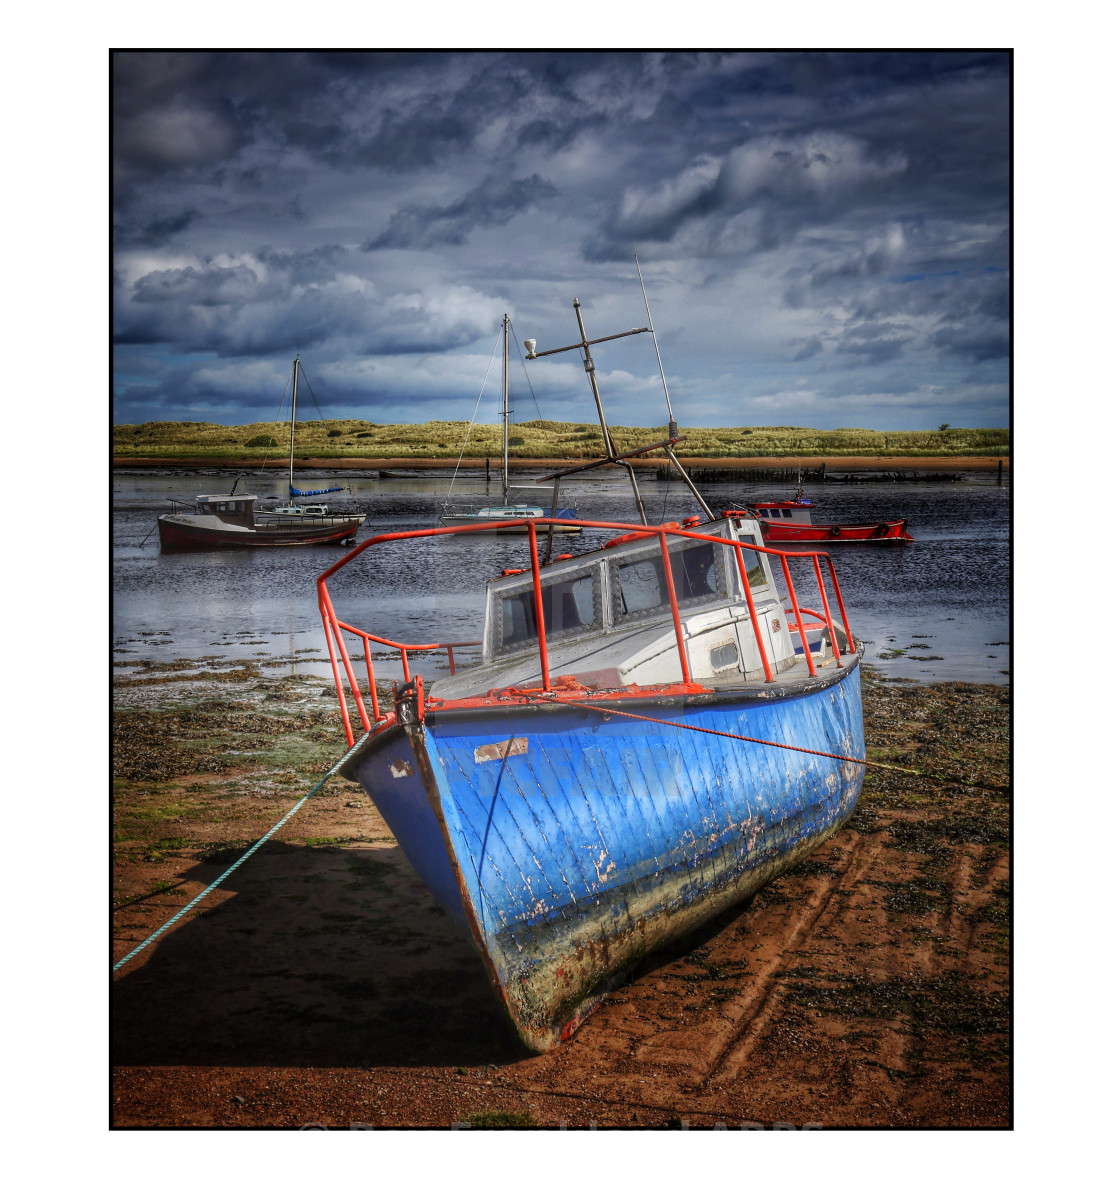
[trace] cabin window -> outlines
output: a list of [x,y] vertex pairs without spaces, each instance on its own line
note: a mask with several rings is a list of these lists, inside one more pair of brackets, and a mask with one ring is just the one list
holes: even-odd
[[712,671],[722,671],[725,667],[735,667],[739,662],[739,648],[734,643],[722,643],[713,647],[711,652]]
[[[682,608],[727,597],[723,555],[717,545],[700,542],[669,552],[677,604]],[[611,562],[614,619],[641,618],[669,608],[665,566],[659,551]]]
[[[543,581],[541,605],[544,607],[545,636],[550,639],[557,635],[571,637],[601,627],[601,598],[598,569],[581,577]],[[501,646],[537,641],[537,615],[531,584],[502,594],[499,611]]]
[[740,549],[743,554],[743,568],[747,571],[748,585],[765,585],[766,571],[762,568],[758,553],[754,549]]
[[792,516],[793,511],[790,508],[782,508],[782,515],[783,516]]

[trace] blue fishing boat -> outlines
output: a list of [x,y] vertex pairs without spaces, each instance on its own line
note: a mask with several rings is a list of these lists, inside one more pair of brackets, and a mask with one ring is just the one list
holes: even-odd
[[[602,341],[587,339],[578,301],[576,313],[573,347],[593,373]],[[600,462],[627,466],[636,452],[614,448],[594,378],[592,390]],[[675,463],[676,442],[671,427],[655,445]],[[554,560],[560,521],[523,523],[525,568],[487,583],[470,667],[455,665],[464,644],[343,622],[329,581],[382,545],[493,525],[374,536],[318,581],[351,745],[342,772],[470,931],[535,1051],[570,1037],[652,950],[807,856],[863,780],[860,649],[828,555],[769,549],[756,519],[717,515],[699,493],[703,516],[652,525],[633,482],[641,522],[579,521],[601,541],[584,552]],[[402,662],[388,711],[376,646]],[[425,685],[409,654],[436,648],[449,674]]]

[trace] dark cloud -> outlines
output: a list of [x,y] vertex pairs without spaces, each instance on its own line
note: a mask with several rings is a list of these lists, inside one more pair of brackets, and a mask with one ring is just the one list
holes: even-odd
[[[806,424],[850,396],[904,425],[929,388],[992,424],[1010,93],[995,52],[117,53],[117,412],[220,406],[192,358],[296,347],[392,412],[446,409],[503,310],[567,339],[578,291],[604,331],[640,322],[637,253],[709,420],[749,385],[817,390]],[[639,353],[608,362],[645,412]],[[569,377],[542,379],[577,412]]]
[[388,229],[363,248],[399,250],[462,245],[480,226],[505,225],[518,213],[555,195],[555,187],[535,173],[508,182],[489,179],[450,205],[398,209],[389,219]]
[[161,246],[177,233],[189,229],[199,215],[197,209],[184,209],[167,217],[153,217],[143,224],[126,220],[113,227],[113,239],[118,246]]

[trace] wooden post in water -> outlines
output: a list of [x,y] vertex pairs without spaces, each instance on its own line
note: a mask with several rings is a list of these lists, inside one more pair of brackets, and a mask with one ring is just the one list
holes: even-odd
[[999,460],[999,469],[996,471],[996,482],[1003,482],[1003,459]]

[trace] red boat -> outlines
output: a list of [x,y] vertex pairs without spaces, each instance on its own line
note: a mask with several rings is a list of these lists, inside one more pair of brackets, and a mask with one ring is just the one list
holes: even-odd
[[906,544],[914,538],[905,520],[881,520],[873,524],[814,524],[816,507],[800,491],[796,499],[750,504],[767,544]]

:::::

▶ EXERCISE PROMPT: In the copy, include every line of the entries above exactly and none of the pictures.

▶ EXERCISE OUTPUT:
[trace] cabin window -> outlines
output: a list of [x,y] vertex pairs without spaces, each instance on its own line
note: a mask with several rings is a list of these lists, inside one more pair of brackets, and a mask with one ring is just the one list
holes: even-odd
[[712,671],[722,671],[725,667],[735,667],[739,662],[739,648],[734,643],[722,643],[713,647],[711,652]]
[[[682,608],[727,597],[723,555],[717,545],[700,542],[669,552],[677,604]],[[611,562],[614,619],[641,618],[669,608],[665,566],[659,551]]]
[[[543,581],[541,605],[544,607],[545,636],[550,639],[557,635],[571,637],[601,627],[601,598],[598,569],[581,577]],[[501,646],[537,641],[537,615],[531,584],[502,594],[499,611]]]
[[740,549],[743,554],[743,568],[747,571],[748,585],[765,585],[766,571],[762,568],[758,553],[754,549]]
[[792,516],[793,511],[790,508],[782,508],[782,515],[783,516]]

[trace] blue fishing boat -> outlines
output: a list of [x,y] vertex pairs without spaces, each instance on its own line
note: a mask with several rings is a list of these lists, inside one more pair of brackets, and a mask with one ring is just the one list
holes: even-odd
[[[602,341],[587,339],[578,301],[576,313],[573,347],[593,373]],[[600,462],[627,466],[636,452],[614,448],[594,378],[592,390]],[[675,463],[676,442],[671,427],[655,445]],[[554,560],[560,521],[523,523],[525,568],[487,583],[470,667],[455,665],[464,644],[343,622],[329,581],[382,545],[493,525],[374,536],[318,581],[351,745],[342,772],[470,931],[535,1051],[570,1037],[652,950],[807,856],[863,780],[860,649],[828,555],[769,549],[756,519],[717,515],[699,493],[703,516],[652,525],[633,482],[641,522],[579,521],[601,541],[584,552]],[[402,662],[388,711],[376,646]],[[425,685],[409,654],[436,648],[449,674]]]

[trace] dark cloud -> outlines
output: a list of [x,y] vertex pairs without spaces, each instance on its own line
note: a mask with several rings is a list of these lists, inside one more pair of brackets, and a mask with one ring is just the one list
holes: even-odd
[[[806,424],[850,396],[904,425],[929,388],[992,424],[1010,93],[995,52],[117,53],[117,412],[220,406],[192,358],[296,347],[392,412],[446,409],[503,310],[567,339],[578,291],[604,331],[640,322],[637,253],[709,420],[749,385],[817,390]],[[639,353],[608,362],[645,412]],[[569,377],[542,379],[577,412]]]
[[388,229],[363,248],[399,250],[462,245],[480,226],[505,225],[518,213],[555,195],[555,187],[535,173],[508,182],[489,179],[450,205],[398,209],[389,219]]
[[161,246],[177,233],[189,229],[199,215],[197,209],[184,209],[167,217],[153,217],[143,224],[126,220],[113,227],[113,239],[118,246]]

[trace] wooden post in water -> outlines
output: a list of [x,y] vertex pairs without spaces, each instance on its own line
note: a mask with several rings is a list of these lists, inside one more pair of brackets, and a mask with one ring is just the one list
holes: even-odd
[[999,460],[999,469],[996,471],[996,482],[1003,482],[1003,459]]

[trace] red boat -> outlines
output: a list of [x,y] vertex pairs without spaces, each instance on its own line
note: a mask with several rings is a list of these lists, inside one more pair of brackets, and a mask with one ring is just the one list
holes: even-odd
[[906,544],[914,538],[905,520],[881,520],[873,524],[814,524],[816,507],[800,491],[796,499],[750,504],[767,544]]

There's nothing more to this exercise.